**Required task:**
Change "single marker" to "single dot" throughout the items below and leave every other word as it stands.

Start Supplied information

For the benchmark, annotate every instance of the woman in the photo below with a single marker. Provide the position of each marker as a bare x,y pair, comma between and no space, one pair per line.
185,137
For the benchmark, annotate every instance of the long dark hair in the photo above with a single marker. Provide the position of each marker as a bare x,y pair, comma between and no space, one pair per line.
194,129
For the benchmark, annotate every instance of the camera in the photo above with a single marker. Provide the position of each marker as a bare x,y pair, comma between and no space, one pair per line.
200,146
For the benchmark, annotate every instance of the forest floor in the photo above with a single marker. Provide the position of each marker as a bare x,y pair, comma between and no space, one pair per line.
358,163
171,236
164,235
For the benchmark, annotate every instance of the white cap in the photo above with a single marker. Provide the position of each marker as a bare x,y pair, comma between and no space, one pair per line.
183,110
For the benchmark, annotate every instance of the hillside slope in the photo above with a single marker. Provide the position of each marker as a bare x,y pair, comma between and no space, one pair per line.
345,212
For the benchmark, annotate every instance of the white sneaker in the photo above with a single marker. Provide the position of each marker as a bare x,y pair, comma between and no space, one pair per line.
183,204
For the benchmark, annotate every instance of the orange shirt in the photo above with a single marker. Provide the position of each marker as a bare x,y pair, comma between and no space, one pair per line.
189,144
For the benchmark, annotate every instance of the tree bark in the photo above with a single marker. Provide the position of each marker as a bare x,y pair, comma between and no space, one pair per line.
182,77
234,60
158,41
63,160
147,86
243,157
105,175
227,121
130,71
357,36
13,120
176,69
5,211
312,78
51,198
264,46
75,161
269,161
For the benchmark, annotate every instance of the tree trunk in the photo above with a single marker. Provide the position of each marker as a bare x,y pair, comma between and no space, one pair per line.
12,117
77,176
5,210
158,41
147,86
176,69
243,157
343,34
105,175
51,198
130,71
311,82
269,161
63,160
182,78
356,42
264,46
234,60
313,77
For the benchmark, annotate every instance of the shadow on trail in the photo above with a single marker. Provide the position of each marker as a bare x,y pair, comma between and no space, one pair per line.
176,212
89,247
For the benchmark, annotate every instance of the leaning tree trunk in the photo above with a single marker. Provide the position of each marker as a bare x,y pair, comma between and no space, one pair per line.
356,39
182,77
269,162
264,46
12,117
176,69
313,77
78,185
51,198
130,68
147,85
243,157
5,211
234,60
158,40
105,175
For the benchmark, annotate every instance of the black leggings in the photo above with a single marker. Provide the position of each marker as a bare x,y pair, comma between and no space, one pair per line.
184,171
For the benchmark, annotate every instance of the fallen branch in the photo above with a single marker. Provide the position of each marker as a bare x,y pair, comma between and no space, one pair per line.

End Supplied information

**Response:**
For the benchmark, annotate every instance of the woman in the photo below with a single dot. Provide the position of each marker as a bare x,y pair, comma between and no space, one pair per line.
185,137
For the benchmark, annotate every instance of the long dark hair in the photo above with a single dot. Provide the position of each marker as a bare x,y pair, comma between and no space, one pair per line.
194,129
For the benchmark, annotate every instance of the camera in the photo above with a single dot. Provide the position of each marker as a bare x,y pair, comma between and no space, one pair per line.
200,146
For the benchmark, annotate every instance of the forest floor in the photo above with a single dot. Provide the position of each marker as a bare x,y pair, comma between and no space, one pair per line.
358,163
171,236
164,235
For the benchmark, annotate every instance of the white cap in the photo above with a single dot. Provide the position of each marker as a bare x,y pair, comma between and no space, one pair per line.
183,110
For the benchmark, annotate every instance of the hillside slope in the photo above with a single dot. Provide the position of each marker as a bare x,y pair, comma between and no space, one pair per line.
345,212
For the benchmark, annotate every instance of the white sneaker in the photo above with a single dot. Provide the position of each marker as a bare x,y pair, comma between and no space, one pair per line.
183,204
For the benchmark, annotate every instance of the orange shirt in the photo above with a single dot. Provide the position of each marker as a bare x,y pair, comma between and no space, one pair per line.
189,144
For the benchmark, annotate every instance of the tree bark in the photo above with a single dot. Provide the position of each marker as a bare x,y pair, comma between and no space, one pair per line.
182,77
234,60
158,41
63,160
147,86
243,157
105,175
227,121
130,71
357,36
13,120
176,69
5,211
312,78
51,198
264,46
75,161
269,161
For the benchmark, annotate every instance of the tree trunk in the photo above with a single dot. Provide the position of each marker as a bare x,y pair, comma between and no space, one pair per line.
12,117
77,176
5,210
158,41
147,86
176,69
243,157
343,34
105,175
51,198
130,71
311,82
269,161
63,160
182,78
356,42
264,46
234,60
313,77
For the benchmark, annotate every instance of the shadow on trail in the photo above with a single dot. Provide the position of each marker as a bare x,y pair, comma between and no space, one pair per line.
176,212
89,247
For the benchmark, annotate every instance of the leaning tree trunk in the photo above with a single dot. Provide the position of each marker as a bare x,y pair, comma between and no space, one pair per line.
356,39
182,77
269,162
264,46
12,117
176,69
313,77
78,185
51,198
130,68
147,85
243,157
5,211
234,60
158,40
105,175
For the benchmark, annotate every instance of the black leggings in the photo above with a single dot. Provide the position of each marker as a bare x,y pair, comma between and no space, one pair per line.
184,171
For the benchmark, annotate every instance of the fallen branch in the photo above with a single dot. Provide the position of each marker as a bare x,y pair, comma between and no space, one pair per line.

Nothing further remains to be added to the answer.